■ To do: Keep every line in which "door" occurs and drop the rest of the data.

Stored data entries

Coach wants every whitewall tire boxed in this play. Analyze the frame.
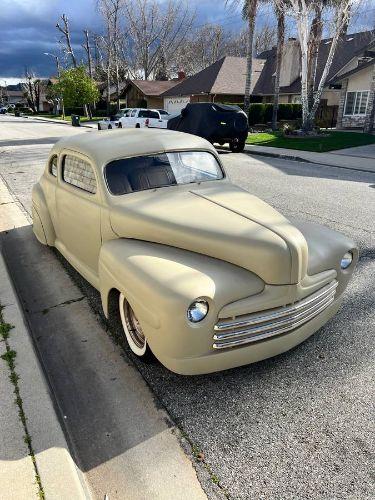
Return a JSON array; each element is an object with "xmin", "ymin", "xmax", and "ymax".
[{"xmin": 119, "ymin": 293, "xmax": 147, "ymax": 357}]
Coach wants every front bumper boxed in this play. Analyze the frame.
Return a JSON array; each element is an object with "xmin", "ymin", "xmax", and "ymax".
[{"xmin": 156, "ymin": 296, "xmax": 342, "ymax": 375}]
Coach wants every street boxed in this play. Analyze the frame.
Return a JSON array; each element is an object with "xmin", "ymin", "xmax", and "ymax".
[{"xmin": 0, "ymin": 114, "xmax": 374, "ymax": 499}]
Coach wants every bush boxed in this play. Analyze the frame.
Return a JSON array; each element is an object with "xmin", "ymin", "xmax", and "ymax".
[{"xmin": 248, "ymin": 103, "xmax": 302, "ymax": 126}]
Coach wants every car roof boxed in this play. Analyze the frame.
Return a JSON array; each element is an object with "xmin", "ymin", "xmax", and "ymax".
[{"xmin": 52, "ymin": 129, "xmax": 217, "ymax": 167}]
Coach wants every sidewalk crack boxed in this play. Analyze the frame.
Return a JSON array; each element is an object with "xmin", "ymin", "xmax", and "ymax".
[{"xmin": 38, "ymin": 296, "xmax": 85, "ymax": 315}]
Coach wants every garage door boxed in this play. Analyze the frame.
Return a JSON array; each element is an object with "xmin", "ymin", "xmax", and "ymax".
[{"xmin": 164, "ymin": 97, "xmax": 190, "ymax": 114}]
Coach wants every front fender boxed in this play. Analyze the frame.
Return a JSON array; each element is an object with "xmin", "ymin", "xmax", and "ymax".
[{"xmin": 98, "ymin": 238, "xmax": 264, "ymax": 363}]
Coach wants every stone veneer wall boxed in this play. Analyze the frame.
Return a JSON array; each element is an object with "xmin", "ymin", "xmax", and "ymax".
[{"xmin": 336, "ymin": 79, "xmax": 348, "ymax": 129}]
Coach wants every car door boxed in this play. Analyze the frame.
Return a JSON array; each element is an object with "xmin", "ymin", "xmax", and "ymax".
[
  {"xmin": 55, "ymin": 151, "xmax": 102, "ymax": 286},
  {"xmin": 126, "ymin": 108, "xmax": 138, "ymax": 127}
]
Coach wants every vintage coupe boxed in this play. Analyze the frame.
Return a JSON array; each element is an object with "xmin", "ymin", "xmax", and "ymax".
[{"xmin": 32, "ymin": 129, "xmax": 357, "ymax": 375}]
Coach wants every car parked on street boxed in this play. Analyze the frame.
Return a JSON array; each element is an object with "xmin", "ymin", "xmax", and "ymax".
[
  {"xmin": 32, "ymin": 129, "xmax": 357, "ymax": 375},
  {"xmin": 97, "ymin": 109, "xmax": 131, "ymax": 130},
  {"xmin": 168, "ymin": 102, "xmax": 249, "ymax": 152},
  {"xmin": 118, "ymin": 108, "xmax": 169, "ymax": 129}
]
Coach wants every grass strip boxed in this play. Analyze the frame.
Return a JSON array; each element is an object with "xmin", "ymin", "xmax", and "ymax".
[
  {"xmin": 0, "ymin": 304, "xmax": 45, "ymax": 499},
  {"xmin": 246, "ymin": 131, "xmax": 375, "ymax": 152}
]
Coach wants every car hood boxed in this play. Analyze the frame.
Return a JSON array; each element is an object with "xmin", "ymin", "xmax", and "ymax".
[{"xmin": 109, "ymin": 181, "xmax": 308, "ymax": 285}]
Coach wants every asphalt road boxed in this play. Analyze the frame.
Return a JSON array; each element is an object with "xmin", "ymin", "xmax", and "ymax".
[{"xmin": 0, "ymin": 114, "xmax": 374, "ymax": 499}]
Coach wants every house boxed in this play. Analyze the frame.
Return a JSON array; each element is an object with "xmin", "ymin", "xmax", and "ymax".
[
  {"xmin": 1, "ymin": 82, "xmax": 54, "ymax": 112},
  {"xmin": 106, "ymin": 78, "xmax": 183, "ymax": 110},
  {"xmin": 161, "ymin": 57, "xmax": 266, "ymax": 113},
  {"xmin": 162, "ymin": 30, "xmax": 375, "ymax": 128},
  {"xmin": 332, "ymin": 51, "xmax": 375, "ymax": 130},
  {"xmin": 0, "ymin": 84, "xmax": 27, "ymax": 106}
]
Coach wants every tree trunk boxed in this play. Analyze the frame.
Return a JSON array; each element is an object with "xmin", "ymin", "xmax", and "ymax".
[
  {"xmin": 272, "ymin": 8, "xmax": 285, "ymax": 131},
  {"xmin": 308, "ymin": 4, "xmax": 350, "ymax": 124},
  {"xmin": 295, "ymin": 3, "xmax": 310, "ymax": 131},
  {"xmin": 243, "ymin": 0, "xmax": 257, "ymax": 115},
  {"xmin": 106, "ymin": 62, "xmax": 111, "ymax": 116},
  {"xmin": 307, "ymin": 5, "xmax": 323, "ymax": 110}
]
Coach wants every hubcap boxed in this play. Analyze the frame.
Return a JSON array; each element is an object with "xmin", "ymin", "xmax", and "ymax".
[{"xmin": 124, "ymin": 303, "xmax": 146, "ymax": 349}]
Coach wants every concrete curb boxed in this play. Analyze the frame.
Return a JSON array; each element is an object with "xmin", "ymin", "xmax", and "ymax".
[{"xmin": 244, "ymin": 146, "xmax": 375, "ymax": 174}]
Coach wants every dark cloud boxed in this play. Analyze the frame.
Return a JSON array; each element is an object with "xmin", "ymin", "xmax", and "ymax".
[{"xmin": 0, "ymin": 0, "xmax": 245, "ymax": 78}]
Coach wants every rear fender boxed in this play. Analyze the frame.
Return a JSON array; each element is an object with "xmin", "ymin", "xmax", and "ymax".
[{"xmin": 31, "ymin": 183, "xmax": 56, "ymax": 246}]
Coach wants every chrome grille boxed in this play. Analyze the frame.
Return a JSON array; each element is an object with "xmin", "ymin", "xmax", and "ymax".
[{"xmin": 213, "ymin": 280, "xmax": 338, "ymax": 350}]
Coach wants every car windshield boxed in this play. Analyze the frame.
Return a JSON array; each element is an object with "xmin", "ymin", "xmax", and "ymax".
[{"xmin": 105, "ymin": 151, "xmax": 223, "ymax": 195}]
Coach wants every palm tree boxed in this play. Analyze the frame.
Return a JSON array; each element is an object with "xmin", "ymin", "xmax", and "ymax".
[
  {"xmin": 272, "ymin": 3, "xmax": 285, "ymax": 130},
  {"xmin": 227, "ymin": 1, "xmax": 259, "ymax": 115},
  {"xmin": 242, "ymin": 0, "xmax": 258, "ymax": 115}
]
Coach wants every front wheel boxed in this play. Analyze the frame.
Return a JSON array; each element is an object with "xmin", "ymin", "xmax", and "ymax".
[
  {"xmin": 118, "ymin": 122, "xmax": 122, "ymax": 128},
  {"xmin": 97, "ymin": 124, "xmax": 101, "ymax": 130},
  {"xmin": 230, "ymin": 139, "xmax": 245, "ymax": 153},
  {"xmin": 119, "ymin": 294, "xmax": 153, "ymax": 361}
]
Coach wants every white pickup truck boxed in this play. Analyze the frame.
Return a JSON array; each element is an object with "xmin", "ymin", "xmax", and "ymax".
[{"xmin": 118, "ymin": 108, "xmax": 170, "ymax": 129}]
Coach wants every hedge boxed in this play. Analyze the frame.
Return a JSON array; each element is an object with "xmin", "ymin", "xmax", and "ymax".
[{"xmin": 248, "ymin": 103, "xmax": 302, "ymax": 126}]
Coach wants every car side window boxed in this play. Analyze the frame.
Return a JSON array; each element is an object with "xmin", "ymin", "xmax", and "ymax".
[
  {"xmin": 131, "ymin": 109, "xmax": 137, "ymax": 117},
  {"xmin": 138, "ymin": 110, "xmax": 148, "ymax": 118},
  {"xmin": 49, "ymin": 155, "xmax": 58, "ymax": 177},
  {"xmin": 148, "ymin": 110, "xmax": 159, "ymax": 119},
  {"xmin": 62, "ymin": 154, "xmax": 97, "ymax": 194}
]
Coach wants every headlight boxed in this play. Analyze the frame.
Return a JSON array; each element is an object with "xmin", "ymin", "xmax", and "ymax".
[
  {"xmin": 187, "ymin": 299, "xmax": 209, "ymax": 323},
  {"xmin": 340, "ymin": 251, "xmax": 353, "ymax": 269}
]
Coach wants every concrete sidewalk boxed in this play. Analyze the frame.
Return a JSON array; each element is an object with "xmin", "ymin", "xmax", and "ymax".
[
  {"xmin": 245, "ymin": 144, "xmax": 375, "ymax": 173},
  {"xmin": 0, "ymin": 180, "xmax": 89, "ymax": 499}
]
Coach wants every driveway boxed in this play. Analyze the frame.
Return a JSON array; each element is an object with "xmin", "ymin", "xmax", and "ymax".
[
  {"xmin": 0, "ymin": 115, "xmax": 374, "ymax": 499},
  {"xmin": 333, "ymin": 142, "xmax": 375, "ymax": 159}
]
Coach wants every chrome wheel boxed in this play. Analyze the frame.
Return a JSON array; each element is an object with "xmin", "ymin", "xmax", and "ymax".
[{"xmin": 119, "ymin": 294, "xmax": 147, "ymax": 356}]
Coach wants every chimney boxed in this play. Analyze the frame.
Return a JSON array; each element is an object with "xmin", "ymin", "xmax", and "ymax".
[
  {"xmin": 279, "ymin": 38, "xmax": 301, "ymax": 87},
  {"xmin": 177, "ymin": 70, "xmax": 186, "ymax": 81}
]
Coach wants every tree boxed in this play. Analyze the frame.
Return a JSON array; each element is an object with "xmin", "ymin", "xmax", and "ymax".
[
  {"xmin": 54, "ymin": 67, "xmax": 100, "ymax": 112},
  {"xmin": 255, "ymin": 22, "xmax": 277, "ymax": 54},
  {"xmin": 56, "ymin": 14, "xmax": 77, "ymax": 68},
  {"xmin": 275, "ymin": 0, "xmax": 353, "ymax": 131},
  {"xmin": 123, "ymin": 0, "xmax": 195, "ymax": 80},
  {"xmin": 243, "ymin": 0, "xmax": 258, "ymax": 115},
  {"xmin": 272, "ymin": 4, "xmax": 286, "ymax": 130},
  {"xmin": 97, "ymin": 0, "xmax": 124, "ymax": 111},
  {"xmin": 228, "ymin": 0, "xmax": 259, "ymax": 115},
  {"xmin": 23, "ymin": 70, "xmax": 47, "ymax": 113},
  {"xmin": 173, "ymin": 24, "xmax": 227, "ymax": 75}
]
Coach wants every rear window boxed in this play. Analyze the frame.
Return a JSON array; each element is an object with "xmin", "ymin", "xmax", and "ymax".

■ Solution:
Coach wants every garage door boxed in this play. Analyze the frame.
Coach wants every car door boxed in this play. Analyze the frame.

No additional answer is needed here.